DATA LISTING

══════

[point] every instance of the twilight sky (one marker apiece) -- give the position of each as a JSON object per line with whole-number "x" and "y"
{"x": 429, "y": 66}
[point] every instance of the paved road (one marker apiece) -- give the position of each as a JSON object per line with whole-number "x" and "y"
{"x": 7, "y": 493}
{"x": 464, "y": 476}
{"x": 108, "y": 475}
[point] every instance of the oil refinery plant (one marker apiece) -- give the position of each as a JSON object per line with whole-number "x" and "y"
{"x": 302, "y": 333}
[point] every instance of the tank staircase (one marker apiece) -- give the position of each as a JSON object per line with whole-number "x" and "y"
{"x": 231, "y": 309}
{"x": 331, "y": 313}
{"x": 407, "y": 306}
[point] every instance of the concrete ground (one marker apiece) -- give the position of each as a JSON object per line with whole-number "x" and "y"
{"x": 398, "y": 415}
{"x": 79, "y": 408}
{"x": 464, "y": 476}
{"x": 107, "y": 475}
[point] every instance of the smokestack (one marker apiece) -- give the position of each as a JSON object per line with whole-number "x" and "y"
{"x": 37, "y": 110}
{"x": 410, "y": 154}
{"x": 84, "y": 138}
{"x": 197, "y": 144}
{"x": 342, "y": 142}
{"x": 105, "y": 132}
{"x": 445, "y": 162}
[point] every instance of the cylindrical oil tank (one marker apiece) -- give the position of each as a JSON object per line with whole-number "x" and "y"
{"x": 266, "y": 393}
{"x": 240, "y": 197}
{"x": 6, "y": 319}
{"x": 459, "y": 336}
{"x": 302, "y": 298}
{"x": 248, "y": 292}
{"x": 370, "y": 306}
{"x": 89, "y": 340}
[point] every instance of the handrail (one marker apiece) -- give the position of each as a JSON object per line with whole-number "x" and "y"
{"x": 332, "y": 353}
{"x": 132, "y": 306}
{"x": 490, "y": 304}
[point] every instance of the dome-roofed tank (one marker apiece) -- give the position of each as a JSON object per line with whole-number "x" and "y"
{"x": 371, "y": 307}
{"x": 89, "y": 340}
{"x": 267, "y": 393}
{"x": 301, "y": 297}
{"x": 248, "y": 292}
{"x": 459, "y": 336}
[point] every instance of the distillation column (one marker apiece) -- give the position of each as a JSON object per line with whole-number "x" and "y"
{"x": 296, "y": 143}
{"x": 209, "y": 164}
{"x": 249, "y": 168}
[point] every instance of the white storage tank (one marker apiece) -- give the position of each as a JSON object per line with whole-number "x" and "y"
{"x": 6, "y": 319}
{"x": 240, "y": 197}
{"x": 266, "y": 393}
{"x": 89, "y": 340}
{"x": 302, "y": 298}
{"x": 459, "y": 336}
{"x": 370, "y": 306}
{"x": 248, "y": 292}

══════

Reproduce the entries exactly, dropping nothing.

SOLUTION TO THIS PROBLEM
[point] every instance of the twilight sky (one marker apiece) -- give the position of each as a JSON object per line with whole-number "x" and "y"
{"x": 429, "y": 66}
[point] every instance of the paved road (one marker apiece) -- give the position of each as a JSON object per line with whole-number "x" and "y"
{"x": 7, "y": 493}
{"x": 464, "y": 476}
{"x": 108, "y": 475}
[point] every instance of the oil refinery plant (one marker apiece) -- give the position of each as a JSON object per line with whole-number "x" and "y"
{"x": 302, "y": 333}
[point] every instance of the tank staircase (one marker apiece) -- give the position of each as a JSON object per line with whole-number "x" and "y"
{"x": 231, "y": 309}
{"x": 331, "y": 313}
{"x": 407, "y": 306}
[point] every instance of the concrete ground (one marker apiece) -- give the position of each as a JSON object per line with whole-number "x" and "y"
{"x": 398, "y": 415}
{"x": 79, "y": 408}
{"x": 464, "y": 476}
{"x": 107, "y": 475}
[point] every instance of the smokestack (one marker apiece) -- give the position of each as a JSON object per line with whole-number "x" and "y"
{"x": 37, "y": 110}
{"x": 410, "y": 154}
{"x": 84, "y": 138}
{"x": 197, "y": 144}
{"x": 342, "y": 142}
{"x": 105, "y": 132}
{"x": 445, "y": 162}
[point] every instance of the cylindrical oil tank (one marker apiece) -- give the position of each as a JSON object per line with whole-number "x" and "y"
{"x": 266, "y": 393}
{"x": 240, "y": 197}
{"x": 6, "y": 319}
{"x": 459, "y": 336}
{"x": 302, "y": 298}
{"x": 248, "y": 292}
{"x": 370, "y": 306}
{"x": 89, "y": 340}
[point] every instance of the handrail (one marker apiece) -- give the position of each as a JSON object per line with whole-number "x" and "y"
{"x": 332, "y": 353}
{"x": 132, "y": 306}
{"x": 490, "y": 304}
[point] every instance of the dome-roofed tank (one marker apiece) -- give the position of each as a JSON object per line with whole-number "x" and "y"
{"x": 371, "y": 307}
{"x": 89, "y": 340}
{"x": 267, "y": 393}
{"x": 301, "y": 297}
{"x": 248, "y": 292}
{"x": 459, "y": 336}
[point] every instance of the distillation column (one marker apiece) -- give the position of each as a JSON object per line with whole-number "x" and "y"
{"x": 296, "y": 143}
{"x": 209, "y": 164}
{"x": 249, "y": 168}
[point] every instance of the white storage tank (one marker apiece) -- give the position of each as a JSON object per line with whole-number "x" and "y"
{"x": 6, "y": 319}
{"x": 240, "y": 197}
{"x": 266, "y": 393}
{"x": 89, "y": 340}
{"x": 302, "y": 298}
{"x": 459, "y": 336}
{"x": 370, "y": 306}
{"x": 248, "y": 292}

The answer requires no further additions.